• [Exercise task]: Retype each of the following records word for word, keeping every line as it is.

• [Supplied material]:

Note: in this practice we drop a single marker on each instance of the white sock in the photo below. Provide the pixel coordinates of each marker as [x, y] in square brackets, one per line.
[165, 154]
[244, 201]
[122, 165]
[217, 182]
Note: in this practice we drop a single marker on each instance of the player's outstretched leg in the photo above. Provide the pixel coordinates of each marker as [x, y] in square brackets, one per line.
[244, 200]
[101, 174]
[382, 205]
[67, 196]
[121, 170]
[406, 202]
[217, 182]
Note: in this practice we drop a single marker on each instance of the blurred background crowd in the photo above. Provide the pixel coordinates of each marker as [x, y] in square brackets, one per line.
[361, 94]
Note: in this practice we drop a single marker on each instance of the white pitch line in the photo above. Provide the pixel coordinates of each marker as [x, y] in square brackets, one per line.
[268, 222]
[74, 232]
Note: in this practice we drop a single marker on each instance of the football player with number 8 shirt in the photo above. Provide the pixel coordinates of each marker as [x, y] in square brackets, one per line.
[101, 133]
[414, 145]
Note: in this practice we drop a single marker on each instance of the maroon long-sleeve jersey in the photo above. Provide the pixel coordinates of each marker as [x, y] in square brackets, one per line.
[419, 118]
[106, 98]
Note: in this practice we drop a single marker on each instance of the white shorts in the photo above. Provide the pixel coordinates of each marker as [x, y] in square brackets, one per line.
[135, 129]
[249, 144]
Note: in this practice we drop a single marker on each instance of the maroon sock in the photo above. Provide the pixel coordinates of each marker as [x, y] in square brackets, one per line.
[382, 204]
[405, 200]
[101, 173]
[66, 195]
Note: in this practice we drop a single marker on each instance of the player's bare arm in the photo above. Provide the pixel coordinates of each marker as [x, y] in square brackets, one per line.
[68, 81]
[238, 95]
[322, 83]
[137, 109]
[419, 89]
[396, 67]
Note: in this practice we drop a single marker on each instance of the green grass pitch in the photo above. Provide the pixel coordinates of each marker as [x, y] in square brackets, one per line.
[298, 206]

• [Full answer]:
Note: in this practice we drop a single marker on each instance of the white sock in the photo below. Provide the pixel coordinates of each marker as [x, y] in square brackets, one per line.
[165, 154]
[244, 201]
[122, 165]
[217, 182]
Note: in this practice we drop a single marker on each instance of the player's outstretched leg in the photo above. Provide the pixel coordinates of each marker as [x, y] in square brackets, one per line.
[244, 200]
[101, 174]
[382, 205]
[67, 196]
[121, 170]
[406, 202]
[217, 182]
Note: in this practice we drop a single marker on each instance of the blurred background crowd in the photo above. Provide the pixel coordinates of each marker as [x, y] in square brackets, one per line.
[361, 94]
Note: in this practice we drop a single marker on each instance of the white pitch line in the photo above. Provide the pixel coordinates of each marker as [x, y] in square brackets, one per line.
[268, 222]
[74, 232]
Note: in this practice we drop a single marker on each instance of the football player with number 8 shirt in the photo above. Provide the pixel coordinates of each marker as [x, y] in square brackets, one per line.
[101, 133]
[414, 145]
Note: in this practice we drop a single marker on each instance of the maroon long-sleeve jersey in the photo above. Provide the pixel coordinates of each marker as [x, y] in square brackets, one per line.
[419, 118]
[106, 98]
Note: in this practice we drop a single marker on each instance of the white shorts in the photo above. Provide the pixel coordinates of each marker as [x, y] in square brackets, one per line.
[135, 129]
[249, 144]
Note: in this practice we drop a single marker on each instance of the maroon sock in the photo above. Provide the pixel coordinates of each marker as [x, y] in square brackets, one per line.
[382, 204]
[405, 200]
[101, 173]
[66, 195]
Note: in this practice we drop a single marker on each instance of the player's bare arm in the photo above. Provide the pixel coordinates of each marker as [x, y] in square brackets, one per line.
[68, 81]
[238, 95]
[322, 83]
[137, 109]
[419, 89]
[396, 67]
Note: in this practice we drop a single marker on each instance of the green grass pitch in the photo above. Provide the pixel coordinates of each marker as [x, y] in square brackets, one per line.
[298, 206]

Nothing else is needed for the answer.